__DOCUMENT EXTRACT__:
With chemical storage, the DNA is embedded in silica nanobeads with a conservation time of several decades. With physical storage, the DNA is stored in stainless steel capsules with an estimated lifespan of over 50,000 years. Some scientists also plan to store files on “in vivo” DNA within the genome of bacteria. In 2017, a team of researchers from the Harvard Medical School Department of Genetics encoded a short motion picture into E.coli bacteria using the CRISPR-Cas system.
Finally, in order to access the data contained in the DNA it will first be necessary to sequence it, meaning to determine the sequence order of the nucleotides within the different fragments (reading), then transcribe these sequences into the bit format of the original sequence (decoding).
High costs and slow reading and writing speeds
Although it has huge potential, storage on DNA remains experimental. Several obstacles still need to be overcome before this technology can really rival conventional electronic systems and be marketable on a large scale. The two main limiting factors are its high costs and the slow speed of the data writing and reading process.
The National Academy of Technologies of France states that currently the cost and time required for storing 1 GB (109 B) of data on DNA are comparable to those necessary for storing 1 PB (1015 B) of data on a computer. For example, current systems synthesize DNA one nucleotide at a time at a rate of 30 seconds per nucleotide.
The error rate when reading data is another brake. As this rate increases with the number of nucleotides per DNA fragment, it limits their length.
However, considerable progress has been made over the past few years in all of these areas. Several experts believe, for example, that thanks to the technological breakthroughs of the coming years, the cost of storage on DNA could be reduced enough by the mid 2020s for it to become viable on a large scale.
The process developed by American startup Catalog DNA (see insert) already makes it possible to reduce the costs of DNA synthesis thanks to a library of pre-synthesized DNA fragments.
Storing “cold” data on DNA discs
Because of the slowness of the reading and writing processes, experts agree that the use of DNA will initially be confined to the long-term archiving of what is known as “cold” data, meaning data that is rarely accessed. According to Marc Antonini, a research professor at the French National Centre for Scientific Research (CNRS), “this stock [of cold data] grows by 60% each year, while the storage capacity of current systems only improves by 20% […]”.

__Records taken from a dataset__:

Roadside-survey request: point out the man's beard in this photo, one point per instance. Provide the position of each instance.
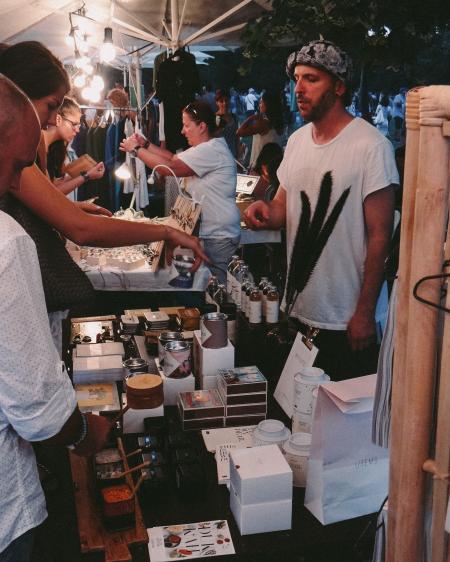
(321, 108)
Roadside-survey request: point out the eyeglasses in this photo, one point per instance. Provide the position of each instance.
(74, 125)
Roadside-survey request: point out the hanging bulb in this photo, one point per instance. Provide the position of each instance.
(107, 50)
(97, 82)
(79, 81)
(123, 172)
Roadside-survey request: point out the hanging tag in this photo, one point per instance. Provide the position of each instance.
(303, 354)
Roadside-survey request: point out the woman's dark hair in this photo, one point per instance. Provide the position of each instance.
(57, 150)
(274, 110)
(271, 155)
(33, 68)
(201, 112)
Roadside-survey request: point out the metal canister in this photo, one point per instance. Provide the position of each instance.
(177, 359)
(135, 365)
(213, 327)
(165, 337)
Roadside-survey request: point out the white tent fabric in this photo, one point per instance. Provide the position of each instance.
(148, 25)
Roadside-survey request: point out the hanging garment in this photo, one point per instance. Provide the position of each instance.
(141, 186)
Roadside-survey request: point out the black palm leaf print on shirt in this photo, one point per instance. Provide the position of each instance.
(311, 238)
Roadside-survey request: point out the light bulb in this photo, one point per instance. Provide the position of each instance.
(97, 82)
(107, 52)
(123, 172)
(79, 81)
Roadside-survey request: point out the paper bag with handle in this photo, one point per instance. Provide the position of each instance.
(347, 473)
(82, 164)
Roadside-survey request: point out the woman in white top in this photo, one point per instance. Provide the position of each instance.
(210, 172)
(265, 127)
(57, 140)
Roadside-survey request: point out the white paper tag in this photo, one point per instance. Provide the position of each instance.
(299, 357)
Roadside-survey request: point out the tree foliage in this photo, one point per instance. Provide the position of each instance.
(385, 32)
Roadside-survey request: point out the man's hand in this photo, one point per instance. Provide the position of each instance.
(179, 238)
(257, 215)
(361, 331)
(92, 208)
(96, 438)
(97, 171)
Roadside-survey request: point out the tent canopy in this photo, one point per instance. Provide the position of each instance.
(144, 25)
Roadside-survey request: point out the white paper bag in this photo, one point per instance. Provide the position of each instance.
(347, 473)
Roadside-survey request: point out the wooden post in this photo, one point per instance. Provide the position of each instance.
(404, 271)
(411, 429)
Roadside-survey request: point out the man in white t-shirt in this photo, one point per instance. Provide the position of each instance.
(336, 199)
(37, 400)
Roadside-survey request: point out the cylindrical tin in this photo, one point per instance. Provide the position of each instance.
(144, 391)
(163, 338)
(135, 365)
(214, 332)
(177, 359)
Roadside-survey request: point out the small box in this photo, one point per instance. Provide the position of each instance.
(260, 474)
(261, 517)
(242, 380)
(207, 361)
(251, 419)
(246, 409)
(133, 420)
(189, 318)
(200, 404)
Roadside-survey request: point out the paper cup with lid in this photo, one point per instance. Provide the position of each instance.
(270, 432)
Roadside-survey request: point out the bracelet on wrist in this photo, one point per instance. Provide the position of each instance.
(83, 434)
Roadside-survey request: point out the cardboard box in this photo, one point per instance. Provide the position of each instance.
(133, 420)
(260, 474)
(262, 517)
(208, 361)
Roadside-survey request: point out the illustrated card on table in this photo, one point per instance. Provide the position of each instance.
(192, 540)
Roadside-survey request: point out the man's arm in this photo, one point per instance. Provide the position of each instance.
(378, 217)
(267, 215)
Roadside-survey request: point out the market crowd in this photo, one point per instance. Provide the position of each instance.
(331, 188)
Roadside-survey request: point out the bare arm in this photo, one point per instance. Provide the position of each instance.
(379, 217)
(267, 215)
(253, 125)
(43, 198)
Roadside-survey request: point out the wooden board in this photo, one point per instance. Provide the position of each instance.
(93, 536)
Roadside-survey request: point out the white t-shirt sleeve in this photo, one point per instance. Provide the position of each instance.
(201, 159)
(36, 395)
(380, 170)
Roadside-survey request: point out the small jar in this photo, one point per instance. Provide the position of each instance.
(296, 452)
(270, 432)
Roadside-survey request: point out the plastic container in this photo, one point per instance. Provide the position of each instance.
(296, 452)
(270, 432)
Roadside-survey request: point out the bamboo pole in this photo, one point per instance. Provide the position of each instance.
(413, 431)
(404, 270)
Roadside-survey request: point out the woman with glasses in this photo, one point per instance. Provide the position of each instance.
(210, 179)
(57, 139)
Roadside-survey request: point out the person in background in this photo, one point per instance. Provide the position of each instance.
(210, 179)
(265, 127)
(37, 400)
(226, 122)
(57, 142)
(383, 115)
(43, 78)
(267, 164)
(341, 163)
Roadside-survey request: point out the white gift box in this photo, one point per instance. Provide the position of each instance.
(262, 517)
(133, 420)
(208, 361)
(260, 474)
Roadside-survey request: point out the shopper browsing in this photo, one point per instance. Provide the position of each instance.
(37, 400)
(210, 172)
(334, 162)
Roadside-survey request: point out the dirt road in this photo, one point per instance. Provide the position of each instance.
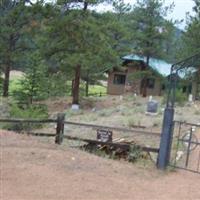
(34, 170)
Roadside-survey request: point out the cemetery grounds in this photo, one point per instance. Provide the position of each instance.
(35, 168)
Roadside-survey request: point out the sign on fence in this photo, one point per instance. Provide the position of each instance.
(104, 135)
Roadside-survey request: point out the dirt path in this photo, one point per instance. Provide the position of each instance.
(33, 170)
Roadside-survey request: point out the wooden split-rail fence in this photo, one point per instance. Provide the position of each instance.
(60, 136)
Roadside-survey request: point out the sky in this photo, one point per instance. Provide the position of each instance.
(179, 11)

__REQUIRED WORK__:
Rewrite the DNA storage text from the words "The error rate" through "pre-synthesized DNA fragments.", putting "technical advances" in place of "technological breakthroughs".

__COMPLETED EXERCISE__:
The error rate when reading data is another brake. As this rate increases with the number of nucleotides per DNA fragment, it limits their length.
However, considerable progress has been made over the past few years in all of these areas. Several experts believe, for example, that thanks to the technical advances of the coming years, the cost of storage on DNA could be reduced enough by the mid 2020s for it to become viable on a large scale.
The process developed by American startup Catalog DNA (see insert) already makes it possible to reduce the costs of DNA synthesis thanks to a library of pre-synthesized DNA fragments.